Work to be completed
Find the line with "positive clicks: (93, 91)" in the entries below, then reproduce it and every line after it down to and including the line with "27L99 19L85 31L86", exactly.

Data supplied
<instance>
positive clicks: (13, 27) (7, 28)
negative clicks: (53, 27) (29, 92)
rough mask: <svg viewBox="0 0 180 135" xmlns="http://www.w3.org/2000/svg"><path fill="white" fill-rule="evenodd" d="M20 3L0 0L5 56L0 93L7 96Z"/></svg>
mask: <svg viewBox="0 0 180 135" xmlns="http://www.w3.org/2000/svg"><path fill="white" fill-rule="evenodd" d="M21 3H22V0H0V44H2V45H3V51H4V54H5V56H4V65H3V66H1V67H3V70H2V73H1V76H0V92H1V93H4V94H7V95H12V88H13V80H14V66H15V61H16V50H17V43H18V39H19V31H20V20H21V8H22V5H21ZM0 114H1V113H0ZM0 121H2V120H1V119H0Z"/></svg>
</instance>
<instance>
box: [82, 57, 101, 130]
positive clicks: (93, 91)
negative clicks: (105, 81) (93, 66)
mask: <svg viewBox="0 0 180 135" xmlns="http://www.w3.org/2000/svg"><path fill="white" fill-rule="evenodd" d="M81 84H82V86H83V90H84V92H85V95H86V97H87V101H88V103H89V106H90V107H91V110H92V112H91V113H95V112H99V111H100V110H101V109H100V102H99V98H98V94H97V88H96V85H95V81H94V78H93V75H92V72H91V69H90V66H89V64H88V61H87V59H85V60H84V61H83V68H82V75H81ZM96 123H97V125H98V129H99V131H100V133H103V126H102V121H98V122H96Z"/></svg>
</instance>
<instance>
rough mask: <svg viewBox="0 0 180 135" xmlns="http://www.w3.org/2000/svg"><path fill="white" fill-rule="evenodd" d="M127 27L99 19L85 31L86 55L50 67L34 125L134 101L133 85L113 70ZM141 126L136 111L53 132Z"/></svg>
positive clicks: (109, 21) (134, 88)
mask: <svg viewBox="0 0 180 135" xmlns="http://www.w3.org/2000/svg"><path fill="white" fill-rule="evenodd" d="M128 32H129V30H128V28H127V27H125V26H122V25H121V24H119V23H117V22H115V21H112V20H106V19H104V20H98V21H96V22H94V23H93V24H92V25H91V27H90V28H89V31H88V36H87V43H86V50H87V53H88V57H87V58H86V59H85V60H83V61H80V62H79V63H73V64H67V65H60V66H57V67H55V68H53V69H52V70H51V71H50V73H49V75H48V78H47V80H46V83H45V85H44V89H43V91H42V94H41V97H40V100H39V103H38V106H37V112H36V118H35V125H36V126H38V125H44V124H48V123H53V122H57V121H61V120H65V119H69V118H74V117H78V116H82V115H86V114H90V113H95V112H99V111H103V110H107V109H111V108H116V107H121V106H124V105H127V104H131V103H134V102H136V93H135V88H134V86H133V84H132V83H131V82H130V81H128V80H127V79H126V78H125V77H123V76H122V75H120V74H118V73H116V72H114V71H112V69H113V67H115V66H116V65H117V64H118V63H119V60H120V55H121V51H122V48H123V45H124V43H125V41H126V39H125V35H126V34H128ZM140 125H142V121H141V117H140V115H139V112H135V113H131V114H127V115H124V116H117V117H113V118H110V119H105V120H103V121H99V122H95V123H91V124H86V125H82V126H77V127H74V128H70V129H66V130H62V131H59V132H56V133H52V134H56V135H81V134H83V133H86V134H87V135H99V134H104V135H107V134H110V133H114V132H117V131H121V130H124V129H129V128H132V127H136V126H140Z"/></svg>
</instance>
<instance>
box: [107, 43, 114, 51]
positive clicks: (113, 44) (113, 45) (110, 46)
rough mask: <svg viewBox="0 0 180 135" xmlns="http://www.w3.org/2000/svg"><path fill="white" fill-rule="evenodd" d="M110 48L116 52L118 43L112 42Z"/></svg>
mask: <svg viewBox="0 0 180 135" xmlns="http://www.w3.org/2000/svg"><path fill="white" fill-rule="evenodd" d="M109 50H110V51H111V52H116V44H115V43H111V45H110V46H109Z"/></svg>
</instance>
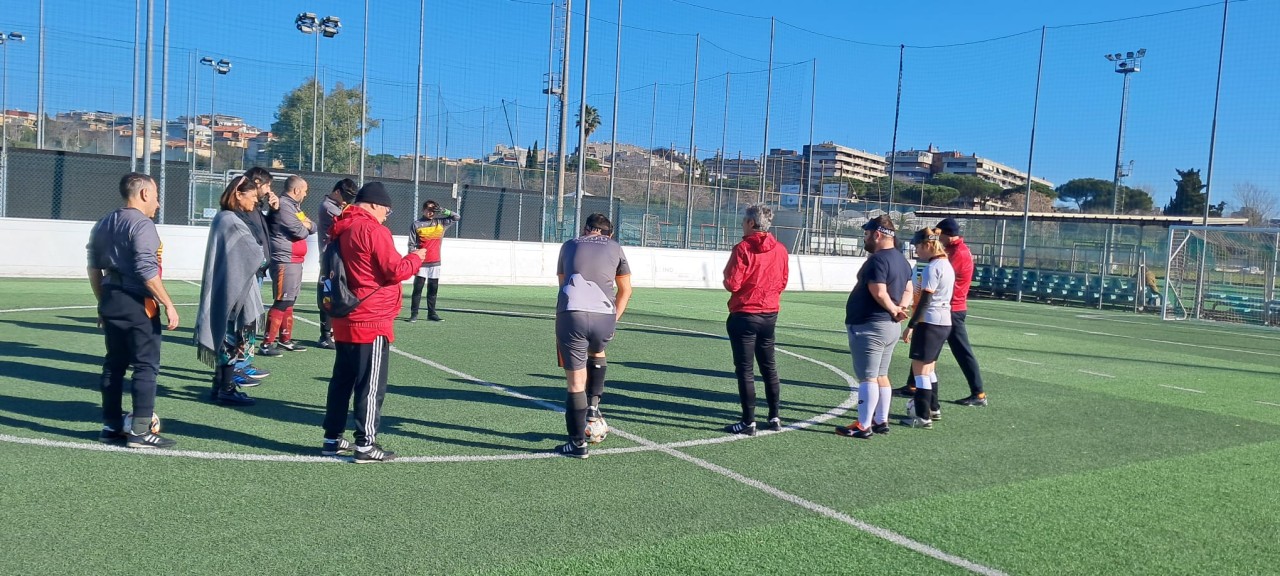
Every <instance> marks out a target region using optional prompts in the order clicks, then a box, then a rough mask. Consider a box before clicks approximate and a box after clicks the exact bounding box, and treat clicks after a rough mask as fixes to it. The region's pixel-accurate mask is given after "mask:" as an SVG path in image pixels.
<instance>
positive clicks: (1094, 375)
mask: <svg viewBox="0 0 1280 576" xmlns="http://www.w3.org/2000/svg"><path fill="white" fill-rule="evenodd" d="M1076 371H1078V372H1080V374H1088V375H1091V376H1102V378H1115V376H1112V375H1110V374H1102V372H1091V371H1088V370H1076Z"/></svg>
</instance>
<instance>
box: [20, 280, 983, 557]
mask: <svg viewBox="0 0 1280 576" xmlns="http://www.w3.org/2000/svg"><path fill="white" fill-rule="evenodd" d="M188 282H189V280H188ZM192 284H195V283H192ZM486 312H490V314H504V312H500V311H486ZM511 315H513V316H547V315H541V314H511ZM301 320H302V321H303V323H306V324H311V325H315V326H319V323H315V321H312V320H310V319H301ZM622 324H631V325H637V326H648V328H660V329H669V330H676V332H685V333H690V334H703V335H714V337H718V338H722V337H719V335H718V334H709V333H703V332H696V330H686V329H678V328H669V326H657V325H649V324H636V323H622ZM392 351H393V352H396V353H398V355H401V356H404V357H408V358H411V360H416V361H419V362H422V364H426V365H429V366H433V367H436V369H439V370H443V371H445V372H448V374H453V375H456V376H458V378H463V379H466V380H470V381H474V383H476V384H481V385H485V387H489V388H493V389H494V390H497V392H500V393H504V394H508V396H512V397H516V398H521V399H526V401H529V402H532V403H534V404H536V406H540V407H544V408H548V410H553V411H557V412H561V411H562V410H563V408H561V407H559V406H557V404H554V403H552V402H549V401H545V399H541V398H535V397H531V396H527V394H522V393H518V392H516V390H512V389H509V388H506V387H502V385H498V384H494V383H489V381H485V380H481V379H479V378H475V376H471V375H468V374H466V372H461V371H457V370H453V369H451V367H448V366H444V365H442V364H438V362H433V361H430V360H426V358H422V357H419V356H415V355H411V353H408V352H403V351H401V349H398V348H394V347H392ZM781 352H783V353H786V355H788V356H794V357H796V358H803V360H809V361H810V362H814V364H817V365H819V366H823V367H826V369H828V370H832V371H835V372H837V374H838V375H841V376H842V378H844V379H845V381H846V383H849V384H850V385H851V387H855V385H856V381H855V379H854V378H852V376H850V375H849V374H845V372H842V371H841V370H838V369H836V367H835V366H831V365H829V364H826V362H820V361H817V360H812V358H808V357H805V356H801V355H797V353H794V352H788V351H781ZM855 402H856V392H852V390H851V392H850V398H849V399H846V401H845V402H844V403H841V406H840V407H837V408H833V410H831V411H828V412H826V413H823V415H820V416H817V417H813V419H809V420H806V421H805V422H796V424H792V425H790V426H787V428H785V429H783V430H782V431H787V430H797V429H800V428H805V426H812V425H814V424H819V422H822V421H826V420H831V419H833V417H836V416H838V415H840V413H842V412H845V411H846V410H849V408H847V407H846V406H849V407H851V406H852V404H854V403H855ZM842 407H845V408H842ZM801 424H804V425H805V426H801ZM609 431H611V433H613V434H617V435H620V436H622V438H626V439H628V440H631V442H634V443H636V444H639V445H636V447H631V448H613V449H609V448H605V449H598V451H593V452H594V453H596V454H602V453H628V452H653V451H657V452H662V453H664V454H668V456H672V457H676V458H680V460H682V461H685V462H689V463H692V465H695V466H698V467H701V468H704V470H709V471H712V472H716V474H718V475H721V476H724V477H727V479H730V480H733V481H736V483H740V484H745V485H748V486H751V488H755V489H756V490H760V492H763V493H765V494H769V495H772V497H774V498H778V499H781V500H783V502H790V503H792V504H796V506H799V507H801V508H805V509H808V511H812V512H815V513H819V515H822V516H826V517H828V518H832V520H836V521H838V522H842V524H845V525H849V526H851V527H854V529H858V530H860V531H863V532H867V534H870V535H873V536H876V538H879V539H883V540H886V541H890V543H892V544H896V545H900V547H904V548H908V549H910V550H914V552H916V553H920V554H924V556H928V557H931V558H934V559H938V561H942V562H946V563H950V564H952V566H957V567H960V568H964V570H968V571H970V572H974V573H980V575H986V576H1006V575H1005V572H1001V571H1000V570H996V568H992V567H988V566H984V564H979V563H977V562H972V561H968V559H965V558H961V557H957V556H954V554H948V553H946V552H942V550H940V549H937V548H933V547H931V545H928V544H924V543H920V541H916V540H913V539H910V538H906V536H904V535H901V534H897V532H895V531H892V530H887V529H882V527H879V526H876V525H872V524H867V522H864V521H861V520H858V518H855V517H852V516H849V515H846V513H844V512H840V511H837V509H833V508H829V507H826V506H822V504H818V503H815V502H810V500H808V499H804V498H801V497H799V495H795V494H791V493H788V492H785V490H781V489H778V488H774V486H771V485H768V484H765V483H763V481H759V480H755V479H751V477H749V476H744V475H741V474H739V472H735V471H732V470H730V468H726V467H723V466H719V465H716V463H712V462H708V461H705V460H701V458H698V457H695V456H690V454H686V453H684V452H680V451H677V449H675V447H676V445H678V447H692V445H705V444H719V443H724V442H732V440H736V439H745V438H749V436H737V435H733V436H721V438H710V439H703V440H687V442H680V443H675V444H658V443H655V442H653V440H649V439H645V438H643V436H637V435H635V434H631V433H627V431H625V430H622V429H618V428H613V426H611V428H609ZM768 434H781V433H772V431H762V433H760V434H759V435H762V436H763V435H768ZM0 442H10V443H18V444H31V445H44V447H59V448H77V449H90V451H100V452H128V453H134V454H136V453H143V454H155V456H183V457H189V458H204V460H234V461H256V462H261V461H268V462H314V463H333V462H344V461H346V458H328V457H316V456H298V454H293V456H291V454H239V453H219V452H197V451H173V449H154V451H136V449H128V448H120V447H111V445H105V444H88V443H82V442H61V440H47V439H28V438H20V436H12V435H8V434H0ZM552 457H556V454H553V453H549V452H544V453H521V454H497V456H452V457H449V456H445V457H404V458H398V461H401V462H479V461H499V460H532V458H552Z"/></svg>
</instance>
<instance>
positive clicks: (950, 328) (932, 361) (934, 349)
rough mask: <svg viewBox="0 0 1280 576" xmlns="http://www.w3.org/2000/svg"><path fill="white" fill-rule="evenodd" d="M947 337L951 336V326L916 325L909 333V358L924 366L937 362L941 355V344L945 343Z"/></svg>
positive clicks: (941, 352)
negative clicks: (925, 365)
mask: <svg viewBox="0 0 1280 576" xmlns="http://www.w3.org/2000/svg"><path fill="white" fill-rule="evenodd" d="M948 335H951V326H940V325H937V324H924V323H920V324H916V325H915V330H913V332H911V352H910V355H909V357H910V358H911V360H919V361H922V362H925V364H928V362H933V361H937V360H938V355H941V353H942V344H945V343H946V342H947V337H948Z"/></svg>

Solution
positive clicks: (93, 91)
negative clicks: (105, 81) (93, 66)
mask: <svg viewBox="0 0 180 135" xmlns="http://www.w3.org/2000/svg"><path fill="white" fill-rule="evenodd" d="M81 84H82V86H83V90H84V92H85V95H86V97H87V101H88V103H89V106H90V107H91V110H92V112H91V113H95V112H99V111H100V110H101V109H100V102H99V98H98V94H97V88H96V85H95V81H94V78H93V75H92V72H91V69H90V66H89V64H88V61H87V59H85V60H84V61H83V68H82V75H81ZM96 123H97V125H98V129H99V131H100V133H103V126H102V121H98V122H96Z"/></svg>
</instance>
<instance>
rough mask: <svg viewBox="0 0 180 135" xmlns="http://www.w3.org/2000/svg"><path fill="white" fill-rule="evenodd" d="M127 27L99 19L85 31L86 55L50 67L34 125L134 101L133 85L113 70ZM141 126L136 111L53 132Z"/></svg>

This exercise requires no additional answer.